* _SET OF TASKS_
1. In the family violence excerpt, what did the writer do almost ten years later that led the ex to put the writer down?
2. Can you carry the excerpt on family violence forward from its last sentence?

* _SOURCE EXCERPT_
I’ve written so much about all of this and in family violence, it is indeed relevant because it exists in rich and successful families as much as those impoverished and supposedly disadvantaged socially and economically. Money, so-called success, and having all the ‘politically correct’ and conventional, conservative and conformist seals of approval count for nothing if you’re still ‘exploding’ on the inside. Men and women, both.
The sad reality is that what our society prescribes as success; I’ve seen it too many times in so many people who then drink or drug away their inner pain; running away from themselves because it’s just too painful. The truth is that you never can run away from yourself on the inside; the hurt, pain and emotional torment flare up in different and complex manifestations in so many people; familial patterns of behaviour repeat themselves generationally, so that until we can face the huge problems of people’s general and pervasive dissatisfaction and at times, dislike of themselves, there will be no solution to family violence; be it physical or psychological or both. It is interesting for me that my ex never did put me down intellectually when we were together; he did almost ten years later because I walked out of a humiliating job, then he screamed at me at a party ‘you’re fucked in the head”. My sister wouldn’t and hasn’t said it that way and neither have any of the shrinks etc or my ex friends, but that’s obviously what they believe too as I’ve certainly found out. Their projection?

* _ENTRIES SHOWN_

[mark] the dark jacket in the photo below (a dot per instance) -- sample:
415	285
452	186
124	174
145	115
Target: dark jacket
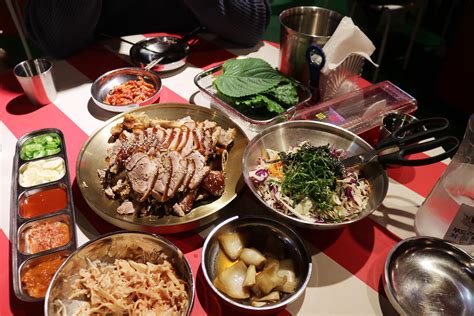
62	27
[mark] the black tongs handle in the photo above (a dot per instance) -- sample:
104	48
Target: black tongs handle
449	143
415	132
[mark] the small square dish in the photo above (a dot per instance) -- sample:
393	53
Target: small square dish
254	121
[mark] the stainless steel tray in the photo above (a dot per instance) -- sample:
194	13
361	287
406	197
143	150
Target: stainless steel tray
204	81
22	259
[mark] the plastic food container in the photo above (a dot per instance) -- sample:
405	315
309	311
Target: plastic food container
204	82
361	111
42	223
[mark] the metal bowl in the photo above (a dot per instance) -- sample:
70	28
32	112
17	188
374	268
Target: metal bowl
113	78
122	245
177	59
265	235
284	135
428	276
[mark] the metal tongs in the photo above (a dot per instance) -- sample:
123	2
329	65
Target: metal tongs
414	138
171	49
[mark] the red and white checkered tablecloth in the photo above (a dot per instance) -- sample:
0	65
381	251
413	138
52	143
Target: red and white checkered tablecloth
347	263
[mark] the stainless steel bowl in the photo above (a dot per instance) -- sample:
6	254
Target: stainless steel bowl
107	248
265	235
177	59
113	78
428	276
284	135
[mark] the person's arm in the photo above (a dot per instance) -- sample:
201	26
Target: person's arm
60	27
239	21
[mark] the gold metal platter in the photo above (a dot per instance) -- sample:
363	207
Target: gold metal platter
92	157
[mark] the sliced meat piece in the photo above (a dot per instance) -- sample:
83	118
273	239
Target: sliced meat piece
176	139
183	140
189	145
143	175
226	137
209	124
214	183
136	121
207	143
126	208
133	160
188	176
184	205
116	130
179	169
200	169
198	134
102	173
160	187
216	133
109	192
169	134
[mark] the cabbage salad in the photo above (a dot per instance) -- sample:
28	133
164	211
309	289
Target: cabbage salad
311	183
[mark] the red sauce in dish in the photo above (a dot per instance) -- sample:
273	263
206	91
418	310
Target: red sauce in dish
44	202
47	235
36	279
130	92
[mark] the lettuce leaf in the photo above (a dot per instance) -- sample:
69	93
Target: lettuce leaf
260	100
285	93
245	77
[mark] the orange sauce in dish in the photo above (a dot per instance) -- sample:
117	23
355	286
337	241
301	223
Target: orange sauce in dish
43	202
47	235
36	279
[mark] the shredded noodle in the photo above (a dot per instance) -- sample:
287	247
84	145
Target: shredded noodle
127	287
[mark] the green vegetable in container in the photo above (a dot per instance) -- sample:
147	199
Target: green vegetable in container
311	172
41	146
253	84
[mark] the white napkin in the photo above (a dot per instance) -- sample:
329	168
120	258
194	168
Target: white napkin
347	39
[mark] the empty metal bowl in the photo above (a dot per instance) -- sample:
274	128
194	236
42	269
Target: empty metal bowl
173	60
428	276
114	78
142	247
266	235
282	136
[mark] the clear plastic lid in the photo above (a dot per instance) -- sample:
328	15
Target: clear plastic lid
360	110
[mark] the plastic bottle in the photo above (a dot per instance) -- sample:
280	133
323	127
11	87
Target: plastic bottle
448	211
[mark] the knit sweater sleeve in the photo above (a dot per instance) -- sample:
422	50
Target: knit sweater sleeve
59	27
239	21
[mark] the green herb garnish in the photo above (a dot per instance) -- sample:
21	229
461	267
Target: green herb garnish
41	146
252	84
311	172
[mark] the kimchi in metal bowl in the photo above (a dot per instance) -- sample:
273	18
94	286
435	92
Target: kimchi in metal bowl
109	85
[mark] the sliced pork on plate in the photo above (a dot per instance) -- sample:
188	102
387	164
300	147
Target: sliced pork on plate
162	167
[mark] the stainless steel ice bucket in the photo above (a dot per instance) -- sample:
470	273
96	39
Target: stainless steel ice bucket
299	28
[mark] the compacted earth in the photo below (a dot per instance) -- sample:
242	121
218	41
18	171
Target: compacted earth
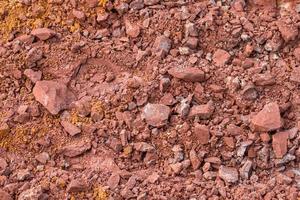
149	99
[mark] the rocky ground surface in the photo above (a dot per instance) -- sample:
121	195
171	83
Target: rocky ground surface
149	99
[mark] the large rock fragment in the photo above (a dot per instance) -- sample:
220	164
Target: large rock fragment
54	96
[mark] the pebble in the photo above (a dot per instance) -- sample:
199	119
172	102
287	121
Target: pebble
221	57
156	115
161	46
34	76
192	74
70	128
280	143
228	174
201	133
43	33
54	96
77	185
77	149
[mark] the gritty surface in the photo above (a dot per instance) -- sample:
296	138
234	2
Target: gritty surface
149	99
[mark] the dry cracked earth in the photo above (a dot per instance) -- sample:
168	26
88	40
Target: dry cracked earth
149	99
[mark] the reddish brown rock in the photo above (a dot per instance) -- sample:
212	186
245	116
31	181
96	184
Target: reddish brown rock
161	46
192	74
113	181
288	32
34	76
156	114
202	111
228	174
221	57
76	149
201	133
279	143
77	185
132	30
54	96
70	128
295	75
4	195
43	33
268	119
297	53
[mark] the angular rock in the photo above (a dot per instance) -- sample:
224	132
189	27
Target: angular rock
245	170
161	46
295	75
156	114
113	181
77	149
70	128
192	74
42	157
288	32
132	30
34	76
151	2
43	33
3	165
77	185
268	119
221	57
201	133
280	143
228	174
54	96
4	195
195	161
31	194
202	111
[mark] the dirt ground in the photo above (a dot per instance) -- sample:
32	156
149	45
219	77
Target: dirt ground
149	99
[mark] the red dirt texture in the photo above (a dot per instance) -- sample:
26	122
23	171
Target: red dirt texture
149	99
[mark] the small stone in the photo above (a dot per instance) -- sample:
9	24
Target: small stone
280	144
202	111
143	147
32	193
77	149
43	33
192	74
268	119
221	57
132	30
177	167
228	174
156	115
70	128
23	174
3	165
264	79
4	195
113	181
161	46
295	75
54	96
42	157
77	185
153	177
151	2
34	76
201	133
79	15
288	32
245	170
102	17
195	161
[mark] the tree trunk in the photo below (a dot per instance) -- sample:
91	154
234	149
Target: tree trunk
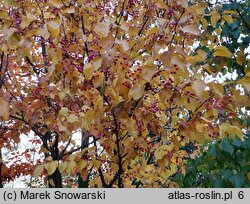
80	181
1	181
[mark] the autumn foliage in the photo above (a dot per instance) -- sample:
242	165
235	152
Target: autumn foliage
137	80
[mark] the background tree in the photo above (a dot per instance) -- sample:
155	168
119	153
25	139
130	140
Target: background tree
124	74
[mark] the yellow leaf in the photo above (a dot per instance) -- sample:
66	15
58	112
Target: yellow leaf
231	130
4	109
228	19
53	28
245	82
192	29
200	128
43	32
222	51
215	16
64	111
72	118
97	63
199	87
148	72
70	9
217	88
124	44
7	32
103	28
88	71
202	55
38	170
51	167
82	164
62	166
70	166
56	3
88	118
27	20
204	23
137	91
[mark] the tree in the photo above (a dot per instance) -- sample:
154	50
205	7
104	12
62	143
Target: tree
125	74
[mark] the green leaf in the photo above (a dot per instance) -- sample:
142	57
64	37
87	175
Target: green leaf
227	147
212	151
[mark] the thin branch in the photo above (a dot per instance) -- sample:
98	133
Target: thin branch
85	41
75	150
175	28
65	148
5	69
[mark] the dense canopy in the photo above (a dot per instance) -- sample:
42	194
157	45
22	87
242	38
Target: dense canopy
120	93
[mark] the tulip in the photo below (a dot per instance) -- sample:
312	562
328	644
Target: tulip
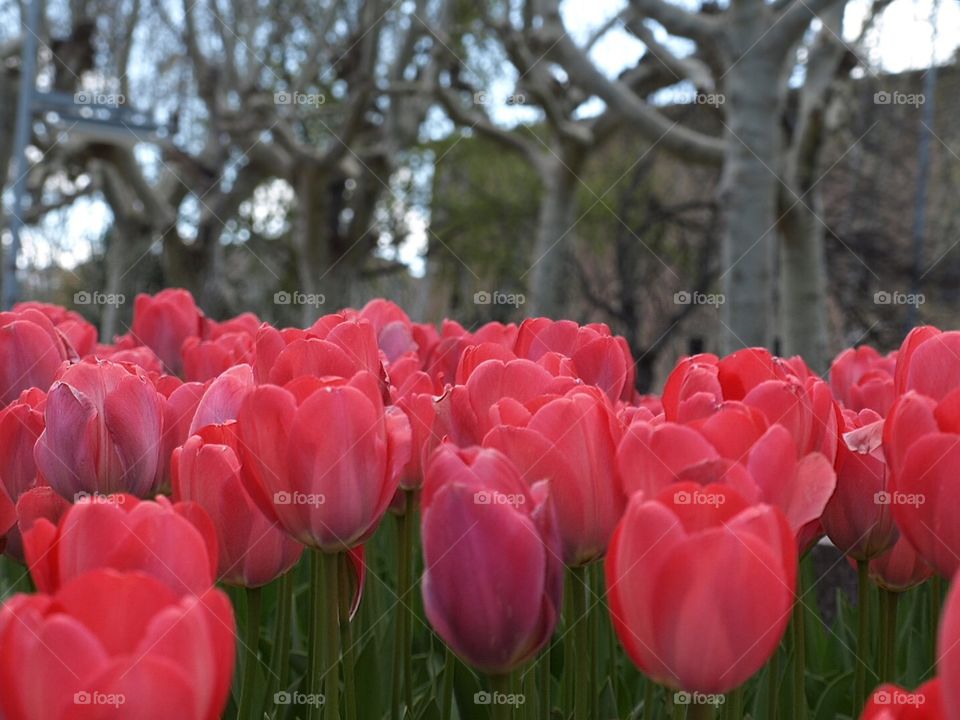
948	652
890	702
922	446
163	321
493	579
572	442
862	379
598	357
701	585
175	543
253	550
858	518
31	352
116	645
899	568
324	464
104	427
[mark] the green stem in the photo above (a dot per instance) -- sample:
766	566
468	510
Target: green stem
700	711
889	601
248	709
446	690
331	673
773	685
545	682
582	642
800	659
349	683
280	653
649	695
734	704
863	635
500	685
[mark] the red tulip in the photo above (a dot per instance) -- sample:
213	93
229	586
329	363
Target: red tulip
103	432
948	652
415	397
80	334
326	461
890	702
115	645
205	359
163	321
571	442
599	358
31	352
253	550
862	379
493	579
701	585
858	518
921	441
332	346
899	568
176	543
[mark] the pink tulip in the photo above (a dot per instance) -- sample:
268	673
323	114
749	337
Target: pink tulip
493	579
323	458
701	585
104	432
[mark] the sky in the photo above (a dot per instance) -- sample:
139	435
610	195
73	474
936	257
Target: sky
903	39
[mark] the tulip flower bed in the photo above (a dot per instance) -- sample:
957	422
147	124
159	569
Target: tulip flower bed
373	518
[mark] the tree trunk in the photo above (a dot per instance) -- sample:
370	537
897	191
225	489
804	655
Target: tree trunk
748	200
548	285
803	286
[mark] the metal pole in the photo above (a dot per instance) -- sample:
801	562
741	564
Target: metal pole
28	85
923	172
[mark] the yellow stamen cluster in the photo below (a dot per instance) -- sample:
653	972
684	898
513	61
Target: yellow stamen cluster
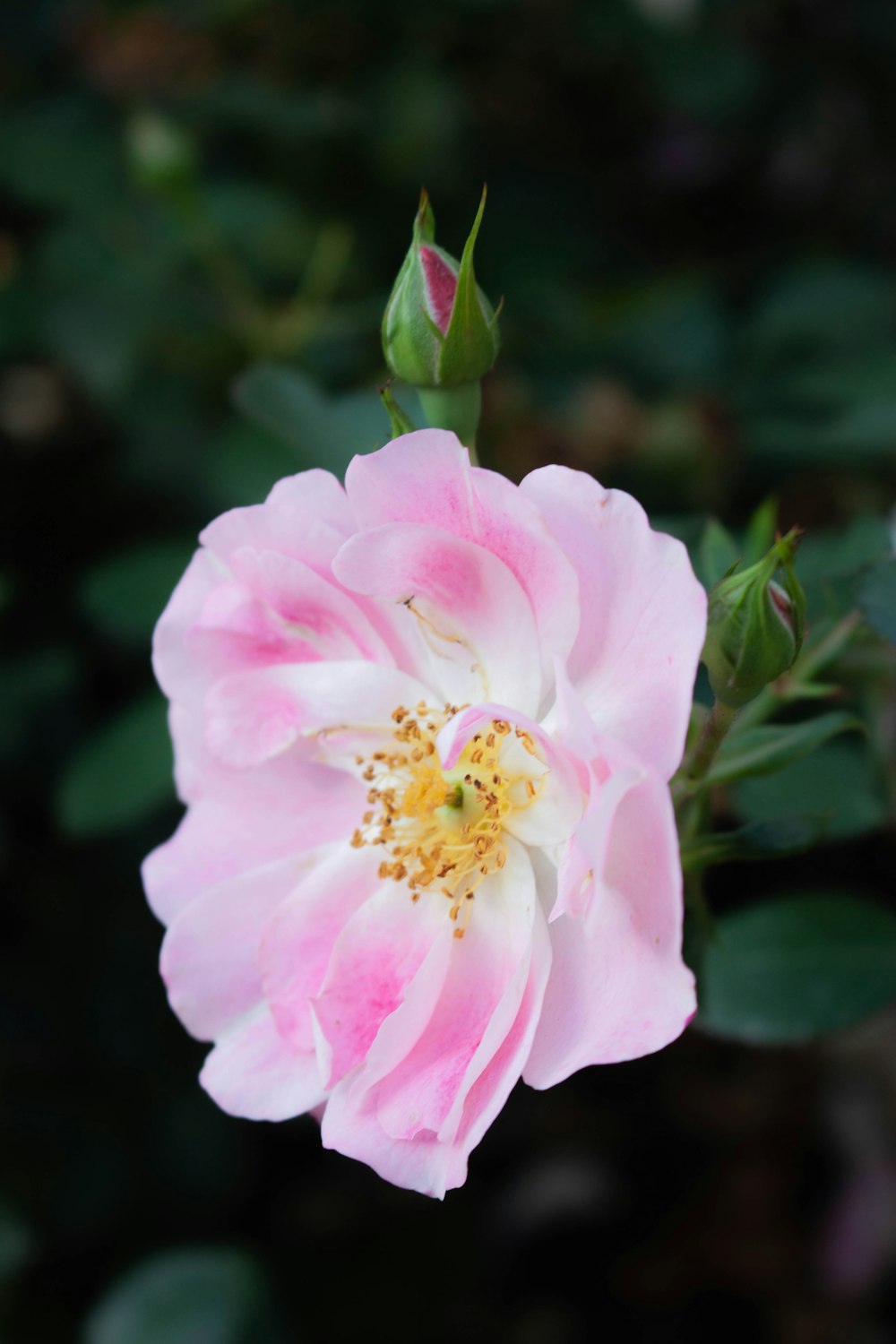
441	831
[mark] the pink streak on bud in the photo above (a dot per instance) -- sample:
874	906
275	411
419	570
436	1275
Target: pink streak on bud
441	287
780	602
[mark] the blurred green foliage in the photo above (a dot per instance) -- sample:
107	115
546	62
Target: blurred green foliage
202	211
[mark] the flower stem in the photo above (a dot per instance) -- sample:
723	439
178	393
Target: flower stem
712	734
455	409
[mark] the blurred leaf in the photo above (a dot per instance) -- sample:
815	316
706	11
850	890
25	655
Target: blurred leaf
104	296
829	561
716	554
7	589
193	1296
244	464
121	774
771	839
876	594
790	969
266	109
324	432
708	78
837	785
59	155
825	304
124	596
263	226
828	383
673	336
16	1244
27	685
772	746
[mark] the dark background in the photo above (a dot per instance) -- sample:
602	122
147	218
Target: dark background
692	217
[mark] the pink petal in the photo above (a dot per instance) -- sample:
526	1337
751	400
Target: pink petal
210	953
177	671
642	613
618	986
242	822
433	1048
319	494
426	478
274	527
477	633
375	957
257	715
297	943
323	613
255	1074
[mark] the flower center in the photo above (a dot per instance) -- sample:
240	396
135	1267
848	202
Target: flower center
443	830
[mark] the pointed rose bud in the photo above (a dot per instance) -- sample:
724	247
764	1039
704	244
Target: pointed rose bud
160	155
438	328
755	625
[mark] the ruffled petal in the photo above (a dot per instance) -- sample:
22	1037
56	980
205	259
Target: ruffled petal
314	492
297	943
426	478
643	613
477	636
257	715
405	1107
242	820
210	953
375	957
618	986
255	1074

* _TASK-BY-TASK ANSWERS_
1. The writer walked out of a humiliating job.

2.
I am only left pondering whether there’s any way out of family violence; and sadly, the royal commission it appears is focusing on physical violence too, not the emotional or psychological violence too common in too many relationships across our society. I have decided not to bother writing to the Victorian Premier and live in peace, albeit on my own and with few friends, because I prefer my own company to those who belittle, demean, or humiliate me, male or female. I’m not sure family violence will ever go away. We don’t know how to love ourselves, so how can we love others? Maybe that’s the human conundrum; what is love, really? I found it enough for me and I don’t know about anybody else. L’chaim!